> _What is required_
After locating the line that holds "Query: no entry sign", output it and all following lines word for word, stopping only at the end of the data.
--- Extracted material Enclosed Below ---
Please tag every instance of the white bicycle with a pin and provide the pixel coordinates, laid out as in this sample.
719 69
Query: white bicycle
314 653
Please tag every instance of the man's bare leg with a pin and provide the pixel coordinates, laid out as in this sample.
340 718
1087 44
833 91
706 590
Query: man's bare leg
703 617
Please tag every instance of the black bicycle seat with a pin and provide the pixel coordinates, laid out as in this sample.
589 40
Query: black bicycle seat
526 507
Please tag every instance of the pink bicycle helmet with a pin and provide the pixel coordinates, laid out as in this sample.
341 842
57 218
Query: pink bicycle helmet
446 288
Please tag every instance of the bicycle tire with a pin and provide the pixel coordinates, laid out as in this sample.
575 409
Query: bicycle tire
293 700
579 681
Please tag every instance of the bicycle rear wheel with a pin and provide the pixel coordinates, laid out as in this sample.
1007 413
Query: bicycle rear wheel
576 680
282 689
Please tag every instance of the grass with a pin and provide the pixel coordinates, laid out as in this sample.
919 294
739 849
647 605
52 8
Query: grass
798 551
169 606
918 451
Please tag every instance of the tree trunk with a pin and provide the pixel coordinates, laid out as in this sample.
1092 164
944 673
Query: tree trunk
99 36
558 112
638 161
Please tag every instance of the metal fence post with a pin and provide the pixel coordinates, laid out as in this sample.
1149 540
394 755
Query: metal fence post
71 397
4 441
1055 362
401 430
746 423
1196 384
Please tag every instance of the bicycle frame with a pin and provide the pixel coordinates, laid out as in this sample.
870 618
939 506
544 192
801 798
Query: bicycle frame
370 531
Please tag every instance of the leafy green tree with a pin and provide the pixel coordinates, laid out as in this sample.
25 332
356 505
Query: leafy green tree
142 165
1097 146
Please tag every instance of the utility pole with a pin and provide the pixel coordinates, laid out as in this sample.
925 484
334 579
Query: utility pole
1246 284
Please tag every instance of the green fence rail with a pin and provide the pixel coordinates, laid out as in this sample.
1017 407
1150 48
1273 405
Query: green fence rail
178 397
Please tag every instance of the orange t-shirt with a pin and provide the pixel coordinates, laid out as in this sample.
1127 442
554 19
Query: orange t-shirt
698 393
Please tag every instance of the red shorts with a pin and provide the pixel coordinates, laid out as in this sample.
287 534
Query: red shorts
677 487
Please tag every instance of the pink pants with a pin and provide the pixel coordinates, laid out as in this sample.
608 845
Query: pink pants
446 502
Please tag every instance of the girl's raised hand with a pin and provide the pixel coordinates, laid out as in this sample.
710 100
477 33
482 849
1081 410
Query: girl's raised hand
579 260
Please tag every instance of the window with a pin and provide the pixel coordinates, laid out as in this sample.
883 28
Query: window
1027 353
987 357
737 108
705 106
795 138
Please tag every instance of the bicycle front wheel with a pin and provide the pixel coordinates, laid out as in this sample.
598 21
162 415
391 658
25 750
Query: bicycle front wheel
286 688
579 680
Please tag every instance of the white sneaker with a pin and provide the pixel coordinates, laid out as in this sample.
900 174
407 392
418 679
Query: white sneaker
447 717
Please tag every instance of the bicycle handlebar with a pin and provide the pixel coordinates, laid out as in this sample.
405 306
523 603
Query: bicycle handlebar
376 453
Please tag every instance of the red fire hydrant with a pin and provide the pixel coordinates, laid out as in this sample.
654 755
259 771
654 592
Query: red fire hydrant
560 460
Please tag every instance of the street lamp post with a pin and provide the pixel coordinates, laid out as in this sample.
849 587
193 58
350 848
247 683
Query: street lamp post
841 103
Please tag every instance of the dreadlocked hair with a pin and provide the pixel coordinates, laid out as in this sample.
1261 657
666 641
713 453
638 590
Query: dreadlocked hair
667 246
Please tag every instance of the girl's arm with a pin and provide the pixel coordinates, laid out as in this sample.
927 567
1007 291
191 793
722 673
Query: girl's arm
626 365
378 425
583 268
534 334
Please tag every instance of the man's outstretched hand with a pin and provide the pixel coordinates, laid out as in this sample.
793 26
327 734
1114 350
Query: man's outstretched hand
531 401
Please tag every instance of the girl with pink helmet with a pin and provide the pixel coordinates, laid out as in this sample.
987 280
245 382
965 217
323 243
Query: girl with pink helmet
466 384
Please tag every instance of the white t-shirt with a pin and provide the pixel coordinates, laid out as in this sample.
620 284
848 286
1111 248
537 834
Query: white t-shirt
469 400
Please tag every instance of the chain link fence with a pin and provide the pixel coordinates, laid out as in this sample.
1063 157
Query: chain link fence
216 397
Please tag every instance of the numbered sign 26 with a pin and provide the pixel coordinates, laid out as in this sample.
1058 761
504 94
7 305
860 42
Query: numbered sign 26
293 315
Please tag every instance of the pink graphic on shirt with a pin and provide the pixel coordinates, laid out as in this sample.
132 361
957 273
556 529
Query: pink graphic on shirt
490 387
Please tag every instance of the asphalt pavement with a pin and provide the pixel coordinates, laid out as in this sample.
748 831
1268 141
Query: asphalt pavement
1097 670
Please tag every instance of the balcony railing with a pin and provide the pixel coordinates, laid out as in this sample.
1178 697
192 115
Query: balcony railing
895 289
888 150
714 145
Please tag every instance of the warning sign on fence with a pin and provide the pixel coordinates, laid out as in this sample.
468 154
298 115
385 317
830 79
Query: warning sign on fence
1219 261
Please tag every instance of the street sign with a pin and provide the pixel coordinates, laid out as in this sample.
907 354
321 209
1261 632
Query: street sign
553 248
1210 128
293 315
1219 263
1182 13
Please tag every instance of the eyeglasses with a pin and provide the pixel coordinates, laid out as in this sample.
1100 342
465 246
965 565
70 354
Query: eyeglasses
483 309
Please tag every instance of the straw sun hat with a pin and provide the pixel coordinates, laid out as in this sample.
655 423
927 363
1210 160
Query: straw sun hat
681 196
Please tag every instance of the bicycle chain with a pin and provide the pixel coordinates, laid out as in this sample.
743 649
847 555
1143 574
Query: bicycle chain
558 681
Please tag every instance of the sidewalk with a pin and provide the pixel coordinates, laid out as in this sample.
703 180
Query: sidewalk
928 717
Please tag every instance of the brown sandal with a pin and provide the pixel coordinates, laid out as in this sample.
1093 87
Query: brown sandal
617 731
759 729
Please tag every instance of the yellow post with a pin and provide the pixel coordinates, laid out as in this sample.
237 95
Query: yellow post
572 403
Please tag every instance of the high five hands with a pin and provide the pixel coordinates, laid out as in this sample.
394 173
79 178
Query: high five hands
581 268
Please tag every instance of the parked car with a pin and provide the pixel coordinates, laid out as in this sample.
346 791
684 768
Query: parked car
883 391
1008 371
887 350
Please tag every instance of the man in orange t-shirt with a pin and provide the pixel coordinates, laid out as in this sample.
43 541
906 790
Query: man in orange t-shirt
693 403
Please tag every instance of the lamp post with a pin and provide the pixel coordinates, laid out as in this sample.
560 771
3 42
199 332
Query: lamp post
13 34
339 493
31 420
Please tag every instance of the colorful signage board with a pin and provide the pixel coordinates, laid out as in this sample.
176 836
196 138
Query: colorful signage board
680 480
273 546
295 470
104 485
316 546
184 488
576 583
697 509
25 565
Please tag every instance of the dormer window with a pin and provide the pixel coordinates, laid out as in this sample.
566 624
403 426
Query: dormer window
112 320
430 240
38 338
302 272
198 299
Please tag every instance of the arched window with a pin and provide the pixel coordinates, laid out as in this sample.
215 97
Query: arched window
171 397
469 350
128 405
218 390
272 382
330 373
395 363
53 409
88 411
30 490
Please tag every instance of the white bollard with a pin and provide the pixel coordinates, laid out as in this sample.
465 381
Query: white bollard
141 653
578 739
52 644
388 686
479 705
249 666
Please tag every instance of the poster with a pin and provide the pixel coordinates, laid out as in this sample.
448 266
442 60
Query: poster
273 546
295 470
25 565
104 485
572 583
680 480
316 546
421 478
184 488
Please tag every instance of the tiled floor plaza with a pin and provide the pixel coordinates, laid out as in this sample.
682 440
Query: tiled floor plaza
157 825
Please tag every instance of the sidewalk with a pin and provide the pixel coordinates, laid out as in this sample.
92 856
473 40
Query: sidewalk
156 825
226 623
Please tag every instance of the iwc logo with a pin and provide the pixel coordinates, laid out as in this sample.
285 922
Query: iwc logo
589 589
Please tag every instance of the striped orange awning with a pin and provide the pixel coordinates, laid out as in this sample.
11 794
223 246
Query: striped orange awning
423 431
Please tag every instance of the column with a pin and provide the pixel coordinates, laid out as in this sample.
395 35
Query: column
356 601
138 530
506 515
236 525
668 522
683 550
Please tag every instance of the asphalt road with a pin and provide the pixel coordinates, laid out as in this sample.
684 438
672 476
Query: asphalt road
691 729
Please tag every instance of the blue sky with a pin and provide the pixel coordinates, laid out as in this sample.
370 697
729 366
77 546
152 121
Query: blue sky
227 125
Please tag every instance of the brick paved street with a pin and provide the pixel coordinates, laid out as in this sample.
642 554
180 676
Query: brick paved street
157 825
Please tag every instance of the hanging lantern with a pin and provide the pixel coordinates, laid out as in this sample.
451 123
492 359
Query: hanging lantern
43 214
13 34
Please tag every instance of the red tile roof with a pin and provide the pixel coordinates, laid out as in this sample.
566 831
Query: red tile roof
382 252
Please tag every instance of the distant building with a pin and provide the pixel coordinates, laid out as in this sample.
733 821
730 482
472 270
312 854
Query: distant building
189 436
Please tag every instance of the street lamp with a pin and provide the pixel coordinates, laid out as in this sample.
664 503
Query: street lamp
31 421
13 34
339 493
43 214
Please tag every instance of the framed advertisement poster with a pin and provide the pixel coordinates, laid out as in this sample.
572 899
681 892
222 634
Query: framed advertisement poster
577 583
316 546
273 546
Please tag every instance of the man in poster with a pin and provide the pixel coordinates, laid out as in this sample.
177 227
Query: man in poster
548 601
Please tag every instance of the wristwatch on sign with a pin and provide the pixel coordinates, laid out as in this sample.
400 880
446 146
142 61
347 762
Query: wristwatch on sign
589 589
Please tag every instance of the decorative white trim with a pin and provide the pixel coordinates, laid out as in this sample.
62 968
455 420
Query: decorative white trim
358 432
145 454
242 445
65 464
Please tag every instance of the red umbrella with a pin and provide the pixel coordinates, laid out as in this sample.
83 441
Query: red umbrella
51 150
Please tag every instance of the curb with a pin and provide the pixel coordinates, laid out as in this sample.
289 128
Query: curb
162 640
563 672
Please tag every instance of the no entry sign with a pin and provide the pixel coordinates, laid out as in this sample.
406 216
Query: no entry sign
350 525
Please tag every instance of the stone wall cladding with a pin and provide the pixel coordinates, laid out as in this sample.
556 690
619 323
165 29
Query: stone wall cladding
--- End of Enclosed Extracted material ---
> _Finished exercise_
Query: no entry sign
350 525
Please tag every instance of the stone wall cladding with a pin and provide the pixel coordinates, laid out as in this sample.
556 690
619 323
165 29
Query: stone wall cladding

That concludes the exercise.